■ Aim ■
Pull out the lines from the one containing "Confirm every instance of the evergreen tree in the photo below" through the end of the entries and reproduce them verbatim, omitting the picture.

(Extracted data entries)
★ ★ ★

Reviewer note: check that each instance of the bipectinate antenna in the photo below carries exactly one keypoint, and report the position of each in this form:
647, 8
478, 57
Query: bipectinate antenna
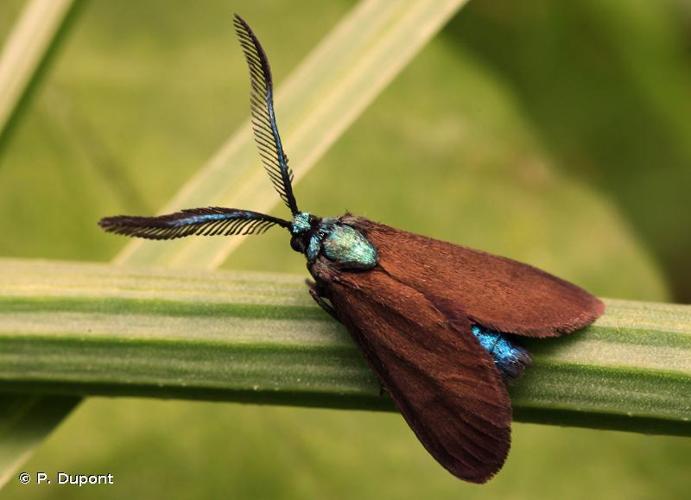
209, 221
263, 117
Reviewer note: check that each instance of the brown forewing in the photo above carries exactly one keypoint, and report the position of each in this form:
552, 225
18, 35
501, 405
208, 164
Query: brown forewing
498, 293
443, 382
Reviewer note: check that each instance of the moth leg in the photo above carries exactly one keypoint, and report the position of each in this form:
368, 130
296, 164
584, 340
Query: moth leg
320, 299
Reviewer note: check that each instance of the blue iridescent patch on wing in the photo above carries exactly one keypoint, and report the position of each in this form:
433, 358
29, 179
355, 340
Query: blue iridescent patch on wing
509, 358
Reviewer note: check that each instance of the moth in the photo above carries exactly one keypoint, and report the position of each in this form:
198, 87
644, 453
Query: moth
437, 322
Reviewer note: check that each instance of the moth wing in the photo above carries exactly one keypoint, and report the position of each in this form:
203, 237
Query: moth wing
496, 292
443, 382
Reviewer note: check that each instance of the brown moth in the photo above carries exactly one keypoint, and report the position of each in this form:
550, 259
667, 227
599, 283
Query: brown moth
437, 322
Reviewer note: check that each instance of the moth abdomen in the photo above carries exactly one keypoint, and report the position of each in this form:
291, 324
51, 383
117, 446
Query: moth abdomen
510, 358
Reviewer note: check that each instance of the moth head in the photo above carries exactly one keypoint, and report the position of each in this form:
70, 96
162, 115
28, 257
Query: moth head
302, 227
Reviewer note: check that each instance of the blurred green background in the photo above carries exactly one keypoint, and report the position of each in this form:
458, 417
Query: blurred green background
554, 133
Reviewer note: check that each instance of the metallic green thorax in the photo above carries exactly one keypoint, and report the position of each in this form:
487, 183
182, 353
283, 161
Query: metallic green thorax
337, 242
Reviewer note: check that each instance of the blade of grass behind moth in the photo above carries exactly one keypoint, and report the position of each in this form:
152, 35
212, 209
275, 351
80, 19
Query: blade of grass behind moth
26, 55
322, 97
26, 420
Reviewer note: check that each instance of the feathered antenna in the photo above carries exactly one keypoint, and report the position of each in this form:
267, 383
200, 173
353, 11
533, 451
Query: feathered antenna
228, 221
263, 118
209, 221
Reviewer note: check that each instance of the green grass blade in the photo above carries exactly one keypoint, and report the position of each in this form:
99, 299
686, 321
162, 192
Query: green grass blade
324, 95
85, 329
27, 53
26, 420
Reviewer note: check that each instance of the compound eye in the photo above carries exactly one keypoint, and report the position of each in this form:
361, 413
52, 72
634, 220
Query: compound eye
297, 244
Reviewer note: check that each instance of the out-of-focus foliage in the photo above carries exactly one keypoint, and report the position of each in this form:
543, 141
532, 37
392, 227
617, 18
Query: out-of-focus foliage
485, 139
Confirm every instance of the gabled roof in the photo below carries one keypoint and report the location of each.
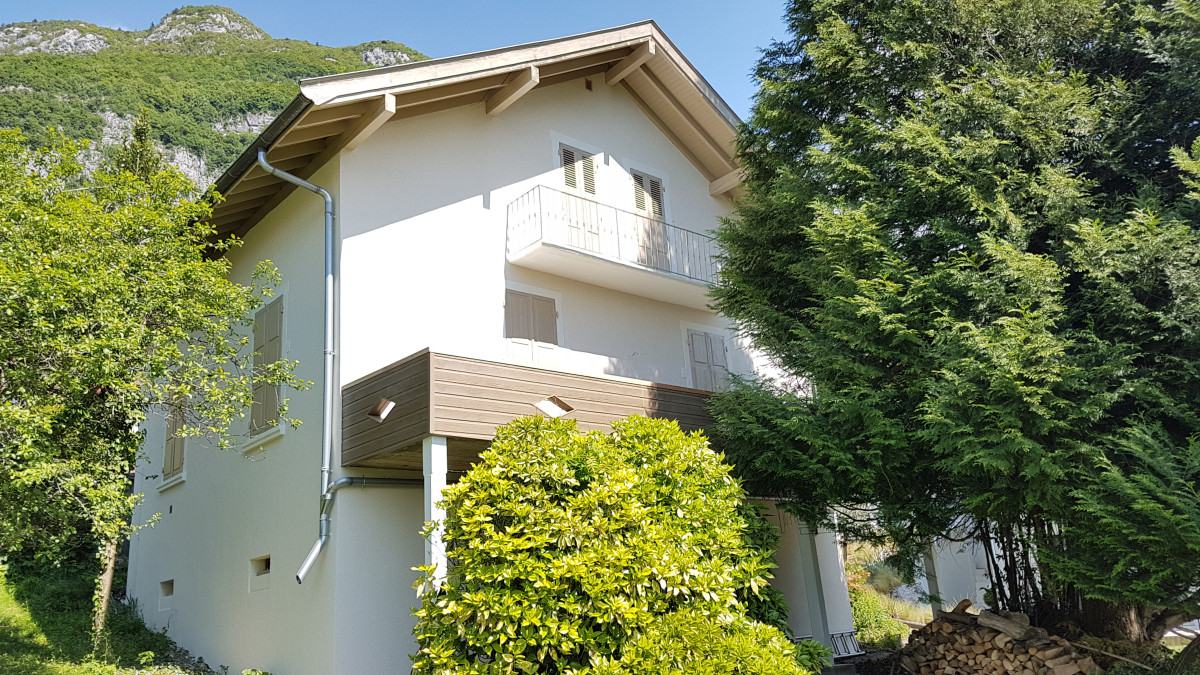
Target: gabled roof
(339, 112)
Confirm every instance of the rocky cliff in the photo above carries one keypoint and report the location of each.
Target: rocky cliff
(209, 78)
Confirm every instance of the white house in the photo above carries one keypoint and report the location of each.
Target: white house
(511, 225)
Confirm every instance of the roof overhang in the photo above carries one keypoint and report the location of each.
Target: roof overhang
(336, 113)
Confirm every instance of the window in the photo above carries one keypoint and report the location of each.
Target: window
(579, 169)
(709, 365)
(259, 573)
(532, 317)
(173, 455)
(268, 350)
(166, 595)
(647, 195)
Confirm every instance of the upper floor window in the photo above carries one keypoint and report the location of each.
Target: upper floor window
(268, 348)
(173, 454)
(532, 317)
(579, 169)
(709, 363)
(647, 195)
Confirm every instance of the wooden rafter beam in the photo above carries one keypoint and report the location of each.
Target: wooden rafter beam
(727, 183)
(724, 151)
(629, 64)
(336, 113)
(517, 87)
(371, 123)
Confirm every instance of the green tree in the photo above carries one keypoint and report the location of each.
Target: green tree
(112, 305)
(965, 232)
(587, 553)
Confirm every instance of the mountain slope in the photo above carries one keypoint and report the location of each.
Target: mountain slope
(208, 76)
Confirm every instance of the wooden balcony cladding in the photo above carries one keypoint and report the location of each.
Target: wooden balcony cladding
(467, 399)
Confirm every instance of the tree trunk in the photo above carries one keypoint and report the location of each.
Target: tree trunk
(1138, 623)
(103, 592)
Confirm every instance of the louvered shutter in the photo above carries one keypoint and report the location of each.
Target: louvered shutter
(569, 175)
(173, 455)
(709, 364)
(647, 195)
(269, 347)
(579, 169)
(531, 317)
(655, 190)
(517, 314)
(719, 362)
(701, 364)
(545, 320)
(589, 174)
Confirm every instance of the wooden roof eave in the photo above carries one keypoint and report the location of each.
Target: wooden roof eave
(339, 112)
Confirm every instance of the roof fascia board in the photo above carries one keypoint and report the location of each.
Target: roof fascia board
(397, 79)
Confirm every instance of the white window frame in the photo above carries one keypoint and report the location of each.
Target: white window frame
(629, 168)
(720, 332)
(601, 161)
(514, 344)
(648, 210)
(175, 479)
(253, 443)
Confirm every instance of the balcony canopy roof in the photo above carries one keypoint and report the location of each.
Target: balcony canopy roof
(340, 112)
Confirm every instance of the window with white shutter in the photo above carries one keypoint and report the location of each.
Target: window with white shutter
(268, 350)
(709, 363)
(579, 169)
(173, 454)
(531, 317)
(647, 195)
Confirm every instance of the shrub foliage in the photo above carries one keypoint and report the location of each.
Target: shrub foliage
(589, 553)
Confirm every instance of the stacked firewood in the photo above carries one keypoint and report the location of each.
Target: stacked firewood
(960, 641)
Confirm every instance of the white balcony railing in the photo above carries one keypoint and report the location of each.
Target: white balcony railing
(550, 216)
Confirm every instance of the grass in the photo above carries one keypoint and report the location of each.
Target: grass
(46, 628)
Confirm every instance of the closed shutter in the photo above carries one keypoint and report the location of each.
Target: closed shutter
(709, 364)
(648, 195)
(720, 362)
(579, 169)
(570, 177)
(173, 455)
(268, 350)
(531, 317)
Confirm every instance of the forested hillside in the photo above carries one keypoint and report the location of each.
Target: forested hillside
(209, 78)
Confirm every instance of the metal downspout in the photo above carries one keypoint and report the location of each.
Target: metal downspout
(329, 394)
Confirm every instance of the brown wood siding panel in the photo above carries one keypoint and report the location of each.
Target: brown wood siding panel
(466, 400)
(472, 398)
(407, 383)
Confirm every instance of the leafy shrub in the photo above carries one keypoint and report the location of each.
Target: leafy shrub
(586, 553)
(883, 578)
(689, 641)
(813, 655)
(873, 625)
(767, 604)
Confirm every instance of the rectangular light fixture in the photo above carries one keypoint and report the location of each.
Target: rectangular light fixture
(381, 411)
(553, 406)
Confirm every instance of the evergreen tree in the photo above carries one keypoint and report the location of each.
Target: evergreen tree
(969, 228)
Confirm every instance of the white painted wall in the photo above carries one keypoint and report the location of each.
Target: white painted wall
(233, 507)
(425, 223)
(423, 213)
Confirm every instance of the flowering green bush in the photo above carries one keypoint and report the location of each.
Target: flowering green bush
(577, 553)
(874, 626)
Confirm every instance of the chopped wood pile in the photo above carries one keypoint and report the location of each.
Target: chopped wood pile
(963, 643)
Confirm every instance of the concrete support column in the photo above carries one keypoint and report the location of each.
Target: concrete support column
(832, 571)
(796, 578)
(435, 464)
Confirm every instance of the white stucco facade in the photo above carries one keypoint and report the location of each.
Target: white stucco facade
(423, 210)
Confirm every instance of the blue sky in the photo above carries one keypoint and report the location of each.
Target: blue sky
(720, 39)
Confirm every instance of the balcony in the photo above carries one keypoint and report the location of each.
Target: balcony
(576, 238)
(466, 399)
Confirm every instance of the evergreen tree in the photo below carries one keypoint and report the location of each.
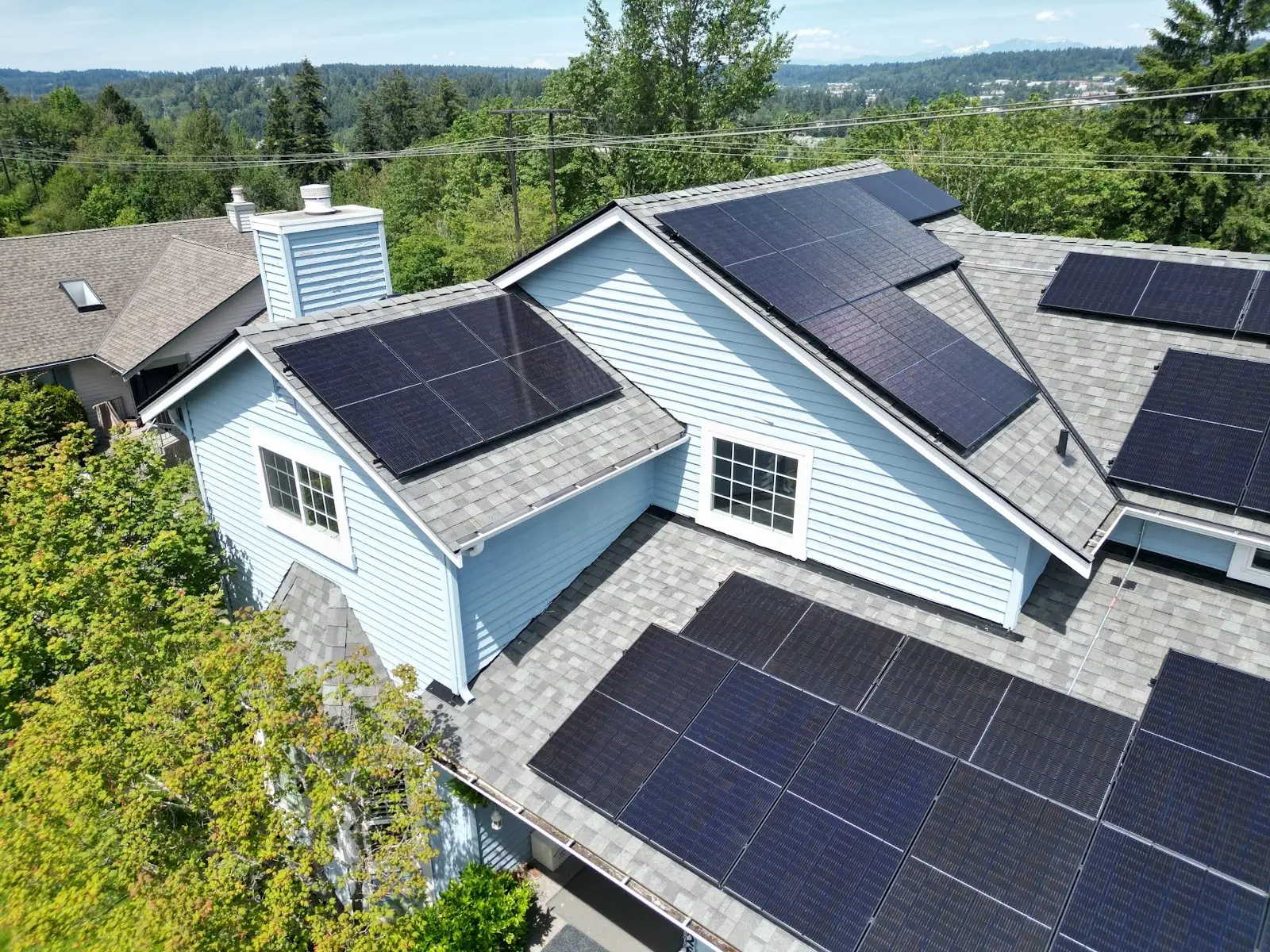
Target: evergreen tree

★ ★ ★

■ Finished answer ■
Confirm every instance of the evergreen tree in the photo below carries one keypoint and report the location of each.
Target: evergreen tree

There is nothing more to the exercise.